- _Task statement_:
Copy every line of the records that includes the word "finger".

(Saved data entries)
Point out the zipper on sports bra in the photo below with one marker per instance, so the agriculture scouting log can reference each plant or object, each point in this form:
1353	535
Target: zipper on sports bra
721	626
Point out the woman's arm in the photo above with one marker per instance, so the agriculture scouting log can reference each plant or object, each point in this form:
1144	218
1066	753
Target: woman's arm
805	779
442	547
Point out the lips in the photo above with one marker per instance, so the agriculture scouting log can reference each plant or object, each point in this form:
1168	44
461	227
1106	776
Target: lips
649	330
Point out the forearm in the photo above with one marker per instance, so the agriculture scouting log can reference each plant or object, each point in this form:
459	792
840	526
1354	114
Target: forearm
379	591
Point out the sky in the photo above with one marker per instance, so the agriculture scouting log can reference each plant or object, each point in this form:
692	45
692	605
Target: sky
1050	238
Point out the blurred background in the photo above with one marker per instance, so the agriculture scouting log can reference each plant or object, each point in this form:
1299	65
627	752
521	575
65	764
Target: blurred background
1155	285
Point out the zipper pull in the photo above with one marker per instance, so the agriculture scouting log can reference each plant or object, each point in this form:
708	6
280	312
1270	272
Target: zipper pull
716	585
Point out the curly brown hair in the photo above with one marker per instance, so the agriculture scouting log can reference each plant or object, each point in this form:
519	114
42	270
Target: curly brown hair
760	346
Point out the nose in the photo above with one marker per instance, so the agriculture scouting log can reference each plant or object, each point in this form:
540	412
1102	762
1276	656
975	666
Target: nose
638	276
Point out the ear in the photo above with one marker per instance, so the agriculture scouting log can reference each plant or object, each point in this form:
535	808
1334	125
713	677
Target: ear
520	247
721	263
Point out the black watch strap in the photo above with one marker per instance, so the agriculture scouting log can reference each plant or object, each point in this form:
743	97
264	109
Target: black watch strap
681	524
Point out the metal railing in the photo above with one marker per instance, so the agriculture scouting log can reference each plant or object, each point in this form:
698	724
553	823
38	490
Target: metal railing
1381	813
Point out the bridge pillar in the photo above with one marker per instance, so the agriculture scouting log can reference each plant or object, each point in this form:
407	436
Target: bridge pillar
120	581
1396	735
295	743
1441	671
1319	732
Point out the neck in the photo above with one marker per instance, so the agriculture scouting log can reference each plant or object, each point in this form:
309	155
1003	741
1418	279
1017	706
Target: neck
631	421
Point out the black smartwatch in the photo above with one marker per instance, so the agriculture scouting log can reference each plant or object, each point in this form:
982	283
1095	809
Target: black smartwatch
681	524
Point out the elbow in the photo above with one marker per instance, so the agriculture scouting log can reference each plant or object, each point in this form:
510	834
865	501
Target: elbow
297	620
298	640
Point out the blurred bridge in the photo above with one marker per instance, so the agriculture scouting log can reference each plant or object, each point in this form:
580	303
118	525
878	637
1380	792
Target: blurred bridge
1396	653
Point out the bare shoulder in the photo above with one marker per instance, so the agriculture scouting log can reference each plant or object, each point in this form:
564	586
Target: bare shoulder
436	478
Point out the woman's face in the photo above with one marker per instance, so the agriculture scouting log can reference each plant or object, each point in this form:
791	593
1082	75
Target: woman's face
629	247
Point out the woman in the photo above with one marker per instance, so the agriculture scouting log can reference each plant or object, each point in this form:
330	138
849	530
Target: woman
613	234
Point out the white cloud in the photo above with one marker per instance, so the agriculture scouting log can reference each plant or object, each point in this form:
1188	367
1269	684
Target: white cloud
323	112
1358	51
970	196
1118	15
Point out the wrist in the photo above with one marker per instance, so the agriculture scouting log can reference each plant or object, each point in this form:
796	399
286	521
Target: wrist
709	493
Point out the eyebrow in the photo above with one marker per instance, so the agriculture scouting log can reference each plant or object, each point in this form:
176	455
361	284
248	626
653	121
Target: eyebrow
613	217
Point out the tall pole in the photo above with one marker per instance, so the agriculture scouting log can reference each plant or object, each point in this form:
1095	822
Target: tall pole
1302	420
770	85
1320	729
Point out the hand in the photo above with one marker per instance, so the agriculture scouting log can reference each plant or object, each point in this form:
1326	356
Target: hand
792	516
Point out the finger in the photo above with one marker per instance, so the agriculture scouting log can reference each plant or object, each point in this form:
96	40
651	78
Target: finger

- _Expected answer_:
Point out the finger in the photo above with one marker per instance, so the agriculture scouting log can reference each plant or object, each point in this form:
Target: finger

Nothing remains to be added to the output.